** start Items **

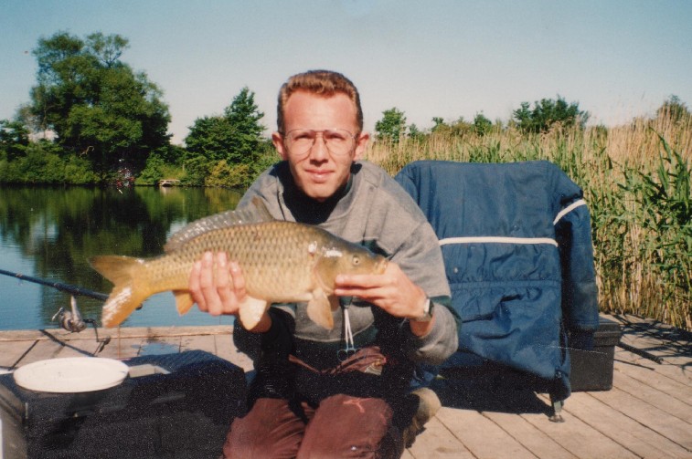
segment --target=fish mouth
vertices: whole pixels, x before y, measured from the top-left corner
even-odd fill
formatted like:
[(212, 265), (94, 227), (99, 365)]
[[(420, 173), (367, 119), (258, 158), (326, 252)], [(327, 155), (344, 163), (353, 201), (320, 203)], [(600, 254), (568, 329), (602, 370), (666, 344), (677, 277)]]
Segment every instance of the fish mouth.
[(384, 274), (385, 270), (387, 269), (387, 266), (389, 264), (389, 260), (387, 258), (382, 258), (378, 262), (378, 264), (375, 266), (376, 272), (378, 274)]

** end Items **

## Challenge
List every line in the records above that contains the word "fish".

## Exercise answer
segment --target=fish mouth
Segment every instance of the fish mouth.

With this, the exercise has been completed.